* START DATA RECORDS *

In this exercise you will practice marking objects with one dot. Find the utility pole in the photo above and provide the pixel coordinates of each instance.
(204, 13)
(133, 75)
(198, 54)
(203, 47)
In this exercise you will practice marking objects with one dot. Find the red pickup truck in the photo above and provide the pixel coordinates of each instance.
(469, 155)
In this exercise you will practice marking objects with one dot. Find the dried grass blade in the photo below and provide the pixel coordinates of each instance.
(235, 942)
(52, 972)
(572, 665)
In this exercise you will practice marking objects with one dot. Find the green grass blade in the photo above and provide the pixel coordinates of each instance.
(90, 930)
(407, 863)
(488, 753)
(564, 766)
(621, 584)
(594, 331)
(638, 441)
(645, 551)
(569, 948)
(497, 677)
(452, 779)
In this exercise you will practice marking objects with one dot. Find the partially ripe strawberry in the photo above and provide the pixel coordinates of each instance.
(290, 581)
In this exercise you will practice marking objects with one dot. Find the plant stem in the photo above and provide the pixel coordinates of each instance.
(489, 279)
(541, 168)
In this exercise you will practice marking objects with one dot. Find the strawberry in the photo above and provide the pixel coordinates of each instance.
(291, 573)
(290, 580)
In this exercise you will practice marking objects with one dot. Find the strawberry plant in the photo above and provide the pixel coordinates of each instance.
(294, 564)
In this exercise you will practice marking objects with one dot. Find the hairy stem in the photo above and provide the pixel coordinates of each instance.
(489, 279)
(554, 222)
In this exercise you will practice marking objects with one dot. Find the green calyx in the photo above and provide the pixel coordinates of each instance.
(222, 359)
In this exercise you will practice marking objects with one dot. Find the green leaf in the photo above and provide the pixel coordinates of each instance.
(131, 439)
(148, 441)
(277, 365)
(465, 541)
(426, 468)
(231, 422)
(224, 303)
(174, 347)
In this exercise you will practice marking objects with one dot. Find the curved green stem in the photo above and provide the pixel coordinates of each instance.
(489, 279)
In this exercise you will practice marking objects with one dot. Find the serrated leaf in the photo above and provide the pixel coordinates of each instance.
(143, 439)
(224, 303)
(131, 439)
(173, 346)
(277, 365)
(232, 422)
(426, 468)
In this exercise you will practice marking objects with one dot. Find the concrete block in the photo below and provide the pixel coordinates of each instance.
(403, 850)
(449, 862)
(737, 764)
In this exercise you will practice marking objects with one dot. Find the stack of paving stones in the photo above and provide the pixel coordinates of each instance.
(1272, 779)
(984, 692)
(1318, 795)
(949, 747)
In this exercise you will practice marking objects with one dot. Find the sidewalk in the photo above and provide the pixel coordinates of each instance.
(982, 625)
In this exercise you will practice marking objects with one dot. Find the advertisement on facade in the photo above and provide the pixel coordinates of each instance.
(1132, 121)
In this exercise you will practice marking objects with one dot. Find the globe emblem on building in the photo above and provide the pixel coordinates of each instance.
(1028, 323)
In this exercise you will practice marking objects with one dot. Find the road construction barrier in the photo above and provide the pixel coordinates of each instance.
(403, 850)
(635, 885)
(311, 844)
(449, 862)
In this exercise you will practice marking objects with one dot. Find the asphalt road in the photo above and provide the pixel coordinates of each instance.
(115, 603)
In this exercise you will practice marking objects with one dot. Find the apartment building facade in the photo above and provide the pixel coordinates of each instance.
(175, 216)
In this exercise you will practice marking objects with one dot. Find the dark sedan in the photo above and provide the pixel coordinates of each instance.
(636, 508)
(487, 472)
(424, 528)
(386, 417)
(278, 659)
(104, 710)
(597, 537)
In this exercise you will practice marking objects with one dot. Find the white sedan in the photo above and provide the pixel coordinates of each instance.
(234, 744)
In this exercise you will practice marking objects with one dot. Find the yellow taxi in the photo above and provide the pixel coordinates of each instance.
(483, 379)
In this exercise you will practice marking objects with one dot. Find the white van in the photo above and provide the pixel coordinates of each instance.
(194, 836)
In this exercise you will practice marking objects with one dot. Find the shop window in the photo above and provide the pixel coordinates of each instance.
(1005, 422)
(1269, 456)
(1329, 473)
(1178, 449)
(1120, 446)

* END DATA RECORDS *

Every entry needs to be retyped exactly.

_RESULT FOR THIS TASK_
In this exercise you will practice marking objects with one dot. Find the utility pole in the photo above and provide the pixel coordinates of each instance.
(204, 13)
(133, 75)
(198, 54)
(203, 47)
In this exercise you will practice marking objects with one dot. Find the red pickup truck in the photo above and provide the pixel coordinates of each instance.
(469, 155)
In this exercise you will practice marking objects with one dot. Find the dried grass blade in the photo below and provide the pixel coordinates of each instance.
(235, 942)
(52, 972)
(572, 665)
In this exercise you will practice marking objects with one dot. Find the green grass blade in the photo above and provide the pixel coordinates of each instance.
(90, 930)
(407, 863)
(488, 753)
(564, 766)
(621, 584)
(594, 331)
(638, 441)
(645, 551)
(569, 948)
(497, 677)
(452, 779)
In this exercise you will practice marking objects with one dot. Find the partially ripe strawberry in the photo above and provide the pixel coordinates of each instance.
(290, 581)
In this exercise you will practice marking objects with one dot. Find the plant stem in the photo above and provide the pixel coordinates of each instance.
(489, 279)
(541, 168)
In this exercise you will practice marking objects with one dot. Find the strawberry in the photo above and provide the pixel coordinates of each instance.
(291, 573)
(290, 580)
In this exercise you will practice marking objects with one dot. Find the strawberry plant in the photo above and provide the pixel coordinates of each instance.
(294, 564)
In this exercise you will practice marking objects with one dot. Find the hairy stem in the photo above and provide the pixel coordinates of each instance.
(489, 279)
(554, 222)
In this exercise you will practice marking objects with one dot. Find the green calyx in the photo above and provide the pixel coordinates of each instance.
(222, 359)
In this exercise you will practice marking objects with one dot. Find the green leaf in the photo above and provide the pixel coordinates of each instance.
(131, 439)
(148, 441)
(277, 365)
(465, 541)
(426, 468)
(231, 422)
(224, 303)
(174, 347)
In this exercise you will practice marking objects with one dot. Find the curved green stem in the photo above and provide the pixel coordinates of each instance.
(489, 279)
In this exercise you will practice marking objects with one dot. Find the serrated leaf in the photo above and provide the pixel coordinates of each instance.
(143, 439)
(224, 303)
(131, 439)
(173, 346)
(277, 365)
(232, 422)
(426, 468)
In this exercise you will practice marking objects with one dot. Find the concrete block in the photo below and provide the pixel coordinates of each instance.
(403, 850)
(449, 862)
(737, 764)
In this exercise you will practice marking objects with one dot. Find the stack of paving stones in the photo above and provide the pixel coordinates of each instance.
(1272, 779)
(984, 692)
(1318, 795)
(949, 747)
In this exercise you will practice marking objects with one dot. Find the sidewalk in the photo above and provide the pixel coordinates of each instance.
(982, 625)
In this exercise you will practice marking objects with one dot. Find the advertisement on facade in the photo above and provide the pixel coordinates of each instance.
(1132, 121)
In this exercise you will practice marking objects with one dot. Find the globe emblem on building in the photo above and provide the pixel coordinates of each instance.
(1028, 323)
In this exercise you will practice marking objects with one dot. Find the road construction barrier in the photo above and provide the pixel coordinates of each instance.
(403, 850)
(635, 885)
(311, 844)
(449, 862)
In this exercise you will practice marking objects with one dot. Find the asphalt road in the photo above and provide the pixel coordinates of each instance.
(115, 603)
In this exercise you will practice marking objects with one dot. Find the apartment building facade in the photo above and provide the pixel coordinates of each instance.
(175, 216)
In this exercise you will practice marking objects with one dot. Find the dark sedan in the photo above and provide the pixel coordinates of each instance.
(636, 508)
(487, 472)
(424, 528)
(386, 417)
(278, 659)
(104, 710)
(597, 537)
In this exercise you will practice marking objects with one dot. Find the white sedan in the photo above and provide the pixel coordinates of each instance.
(234, 744)
In this exercise you will practice marking objects with one dot. Find the yellow taxi in the photo above and provide the pixel coordinates of each instance.
(483, 379)
In this exercise you will practice marking objects with one dot. Find the white van in the photo above and provide the pixel coordinates of each instance.
(194, 836)
In this exercise you will practice marking objects with one dot. Find the shop window in the photo above and provide the pixel coordinates of each instance.
(1005, 422)
(1269, 456)
(1329, 473)
(1178, 449)
(1120, 446)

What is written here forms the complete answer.